[Start of Extracted records]
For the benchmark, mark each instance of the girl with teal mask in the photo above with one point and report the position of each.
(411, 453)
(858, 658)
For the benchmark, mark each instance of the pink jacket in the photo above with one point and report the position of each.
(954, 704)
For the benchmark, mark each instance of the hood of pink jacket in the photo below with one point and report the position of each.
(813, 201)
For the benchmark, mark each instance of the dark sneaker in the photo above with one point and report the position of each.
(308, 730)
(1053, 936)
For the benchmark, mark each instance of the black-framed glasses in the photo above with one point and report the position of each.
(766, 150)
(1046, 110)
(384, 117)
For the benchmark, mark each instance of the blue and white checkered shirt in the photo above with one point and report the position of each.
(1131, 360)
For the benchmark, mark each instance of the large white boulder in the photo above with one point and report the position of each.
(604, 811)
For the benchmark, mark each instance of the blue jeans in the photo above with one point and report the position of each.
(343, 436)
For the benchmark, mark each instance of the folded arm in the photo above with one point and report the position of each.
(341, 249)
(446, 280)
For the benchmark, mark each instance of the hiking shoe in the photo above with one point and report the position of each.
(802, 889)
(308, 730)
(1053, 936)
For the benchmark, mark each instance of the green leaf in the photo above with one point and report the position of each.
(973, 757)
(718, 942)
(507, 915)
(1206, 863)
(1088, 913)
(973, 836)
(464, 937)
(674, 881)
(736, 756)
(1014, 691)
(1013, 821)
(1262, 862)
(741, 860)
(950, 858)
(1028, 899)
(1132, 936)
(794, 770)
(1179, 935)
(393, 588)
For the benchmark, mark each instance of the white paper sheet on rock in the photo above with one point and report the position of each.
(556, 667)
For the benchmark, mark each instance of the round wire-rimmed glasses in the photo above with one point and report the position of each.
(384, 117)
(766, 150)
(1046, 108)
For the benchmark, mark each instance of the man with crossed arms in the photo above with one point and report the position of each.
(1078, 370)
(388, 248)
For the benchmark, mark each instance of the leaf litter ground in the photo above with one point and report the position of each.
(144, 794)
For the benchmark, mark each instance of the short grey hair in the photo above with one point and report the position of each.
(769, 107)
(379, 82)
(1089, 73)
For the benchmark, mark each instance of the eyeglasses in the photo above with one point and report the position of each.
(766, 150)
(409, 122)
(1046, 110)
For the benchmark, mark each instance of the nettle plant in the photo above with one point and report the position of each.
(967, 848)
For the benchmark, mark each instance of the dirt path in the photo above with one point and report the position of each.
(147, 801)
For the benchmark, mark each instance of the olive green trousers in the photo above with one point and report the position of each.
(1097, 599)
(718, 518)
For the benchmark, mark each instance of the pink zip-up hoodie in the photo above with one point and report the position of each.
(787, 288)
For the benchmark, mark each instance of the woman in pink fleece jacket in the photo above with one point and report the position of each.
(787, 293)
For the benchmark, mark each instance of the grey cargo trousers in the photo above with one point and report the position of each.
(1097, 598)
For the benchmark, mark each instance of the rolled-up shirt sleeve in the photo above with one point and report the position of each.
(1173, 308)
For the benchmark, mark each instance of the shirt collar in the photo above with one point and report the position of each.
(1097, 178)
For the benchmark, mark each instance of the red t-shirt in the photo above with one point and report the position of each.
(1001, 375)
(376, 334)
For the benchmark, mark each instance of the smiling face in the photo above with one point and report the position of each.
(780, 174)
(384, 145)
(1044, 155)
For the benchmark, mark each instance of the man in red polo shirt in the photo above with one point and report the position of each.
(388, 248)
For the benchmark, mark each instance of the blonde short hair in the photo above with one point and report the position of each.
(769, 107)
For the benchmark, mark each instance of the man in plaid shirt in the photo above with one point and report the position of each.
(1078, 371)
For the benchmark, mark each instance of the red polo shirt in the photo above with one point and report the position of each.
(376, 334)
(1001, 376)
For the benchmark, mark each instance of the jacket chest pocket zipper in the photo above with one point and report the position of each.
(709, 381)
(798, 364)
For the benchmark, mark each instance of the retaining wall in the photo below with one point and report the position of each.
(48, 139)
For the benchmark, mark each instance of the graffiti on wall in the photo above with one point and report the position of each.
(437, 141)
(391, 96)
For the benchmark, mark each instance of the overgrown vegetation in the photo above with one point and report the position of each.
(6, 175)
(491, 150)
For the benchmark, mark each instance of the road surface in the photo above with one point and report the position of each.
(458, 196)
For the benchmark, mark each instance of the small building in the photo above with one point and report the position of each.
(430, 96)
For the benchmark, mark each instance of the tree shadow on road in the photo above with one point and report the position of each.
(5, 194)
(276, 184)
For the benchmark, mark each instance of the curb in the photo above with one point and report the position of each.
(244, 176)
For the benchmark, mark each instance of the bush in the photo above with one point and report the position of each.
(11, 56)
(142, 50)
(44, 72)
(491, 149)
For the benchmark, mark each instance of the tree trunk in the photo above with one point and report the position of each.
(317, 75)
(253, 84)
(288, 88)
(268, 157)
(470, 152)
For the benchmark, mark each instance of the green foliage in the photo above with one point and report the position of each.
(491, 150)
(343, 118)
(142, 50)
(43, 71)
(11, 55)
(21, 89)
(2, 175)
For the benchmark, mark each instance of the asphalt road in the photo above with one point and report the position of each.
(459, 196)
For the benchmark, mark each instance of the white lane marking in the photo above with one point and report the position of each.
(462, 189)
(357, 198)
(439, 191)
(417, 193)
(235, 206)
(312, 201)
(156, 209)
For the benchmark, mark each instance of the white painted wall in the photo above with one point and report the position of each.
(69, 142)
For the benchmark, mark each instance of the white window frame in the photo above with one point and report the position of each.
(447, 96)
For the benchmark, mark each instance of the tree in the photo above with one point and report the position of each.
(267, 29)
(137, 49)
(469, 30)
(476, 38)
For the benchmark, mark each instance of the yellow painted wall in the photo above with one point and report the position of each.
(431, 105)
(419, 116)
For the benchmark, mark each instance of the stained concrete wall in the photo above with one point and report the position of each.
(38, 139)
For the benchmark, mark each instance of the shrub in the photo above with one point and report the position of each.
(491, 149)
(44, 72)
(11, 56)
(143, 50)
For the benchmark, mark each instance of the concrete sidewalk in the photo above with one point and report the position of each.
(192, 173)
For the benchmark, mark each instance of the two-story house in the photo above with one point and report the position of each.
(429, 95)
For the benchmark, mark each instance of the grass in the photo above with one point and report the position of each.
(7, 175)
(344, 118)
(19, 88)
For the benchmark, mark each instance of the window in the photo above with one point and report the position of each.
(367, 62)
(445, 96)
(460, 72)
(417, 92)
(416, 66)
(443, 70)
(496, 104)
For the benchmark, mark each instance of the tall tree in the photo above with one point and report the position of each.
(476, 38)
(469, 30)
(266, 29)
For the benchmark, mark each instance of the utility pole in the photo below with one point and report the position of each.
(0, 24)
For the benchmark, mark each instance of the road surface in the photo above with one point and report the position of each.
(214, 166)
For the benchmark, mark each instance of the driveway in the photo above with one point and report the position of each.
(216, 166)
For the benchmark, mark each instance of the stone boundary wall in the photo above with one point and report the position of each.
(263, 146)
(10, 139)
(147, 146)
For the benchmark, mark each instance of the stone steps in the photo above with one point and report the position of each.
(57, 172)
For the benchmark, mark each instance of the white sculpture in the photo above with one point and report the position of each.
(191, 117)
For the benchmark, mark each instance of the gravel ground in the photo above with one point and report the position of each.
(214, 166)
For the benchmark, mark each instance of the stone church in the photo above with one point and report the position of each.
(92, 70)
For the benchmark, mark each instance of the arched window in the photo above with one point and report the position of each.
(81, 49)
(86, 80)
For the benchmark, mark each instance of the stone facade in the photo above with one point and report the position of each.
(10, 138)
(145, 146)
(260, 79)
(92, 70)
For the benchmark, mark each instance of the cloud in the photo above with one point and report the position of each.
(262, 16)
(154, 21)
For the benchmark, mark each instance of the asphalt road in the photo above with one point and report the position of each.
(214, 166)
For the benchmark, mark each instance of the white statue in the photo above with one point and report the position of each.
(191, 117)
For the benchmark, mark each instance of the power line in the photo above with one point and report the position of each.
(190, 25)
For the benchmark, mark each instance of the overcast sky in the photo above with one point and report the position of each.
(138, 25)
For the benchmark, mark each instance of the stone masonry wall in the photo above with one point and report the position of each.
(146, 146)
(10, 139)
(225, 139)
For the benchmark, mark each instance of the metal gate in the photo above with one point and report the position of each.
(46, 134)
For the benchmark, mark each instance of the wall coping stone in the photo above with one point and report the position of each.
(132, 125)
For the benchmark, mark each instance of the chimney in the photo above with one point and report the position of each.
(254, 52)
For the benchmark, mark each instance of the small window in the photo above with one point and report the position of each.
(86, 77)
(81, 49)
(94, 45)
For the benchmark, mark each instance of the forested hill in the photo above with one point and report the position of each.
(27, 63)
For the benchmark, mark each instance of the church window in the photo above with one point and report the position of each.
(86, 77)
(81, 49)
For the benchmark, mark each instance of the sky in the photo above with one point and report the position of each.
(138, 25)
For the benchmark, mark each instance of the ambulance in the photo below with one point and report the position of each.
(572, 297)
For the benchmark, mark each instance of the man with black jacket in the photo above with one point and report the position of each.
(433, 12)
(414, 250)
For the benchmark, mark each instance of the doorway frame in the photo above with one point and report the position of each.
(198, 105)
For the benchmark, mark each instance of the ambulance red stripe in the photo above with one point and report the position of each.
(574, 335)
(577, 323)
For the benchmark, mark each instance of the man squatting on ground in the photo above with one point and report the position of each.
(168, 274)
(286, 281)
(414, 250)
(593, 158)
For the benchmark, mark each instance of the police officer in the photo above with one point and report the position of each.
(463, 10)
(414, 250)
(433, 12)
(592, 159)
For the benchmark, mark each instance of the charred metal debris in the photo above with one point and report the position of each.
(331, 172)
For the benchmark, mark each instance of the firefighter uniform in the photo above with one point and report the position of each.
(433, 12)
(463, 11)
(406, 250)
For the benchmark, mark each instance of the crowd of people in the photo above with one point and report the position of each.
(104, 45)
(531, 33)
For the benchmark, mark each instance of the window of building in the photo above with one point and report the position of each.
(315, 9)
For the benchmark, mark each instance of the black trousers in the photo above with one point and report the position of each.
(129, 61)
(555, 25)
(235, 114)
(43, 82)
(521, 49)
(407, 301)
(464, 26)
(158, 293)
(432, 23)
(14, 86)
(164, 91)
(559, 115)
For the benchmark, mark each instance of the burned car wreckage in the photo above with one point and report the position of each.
[End of Extracted records]
#### [What you have to do]
Reproduce the entries word for word, from the line with "For the benchmark, mark each instance of the black-framed" up to and including the line with "(1046, 108)".

#### [Expected answer]
For the benchmark, mark each instance of the black-framed glasses in the photo above with one point and report the position of each.
(766, 150)
(1046, 110)
(384, 117)
For the benchmark, mark each instance of the blue and white checkered shirt in the photo above with one point and report the position of each.
(1131, 360)
For the benchmark, mark each instance of the large white boulder in the photo above with one point and report the position of each.
(604, 811)
For the benchmark, mark each instance of the blue jeans in the photo above with one point and report the position of each.
(343, 436)
For the benchmark, mark each instance of the folded arm in the photo above with one point and report the position of each.
(341, 249)
(446, 280)
For the benchmark, mark each instance of the hiking shoe in the photo above with one point and report the position of each.
(802, 889)
(308, 730)
(1053, 936)
For the benchmark, mark each instance of the green leaf in the photo above with one point and report the position of each.
(973, 757)
(718, 942)
(507, 915)
(1206, 863)
(1088, 913)
(973, 836)
(464, 937)
(674, 881)
(736, 756)
(1014, 691)
(1013, 821)
(1262, 862)
(741, 860)
(950, 858)
(1028, 899)
(1132, 936)
(794, 770)
(1179, 935)
(393, 588)
For the benchmark, mark each instance of the white paper sheet on rock in the photo above with one point and report the position of each.
(556, 667)
For the benchmark, mark each instance of the round wire-rimmed glasses in the photo above with one point and report the position of each.
(384, 117)
(766, 150)
(1046, 108)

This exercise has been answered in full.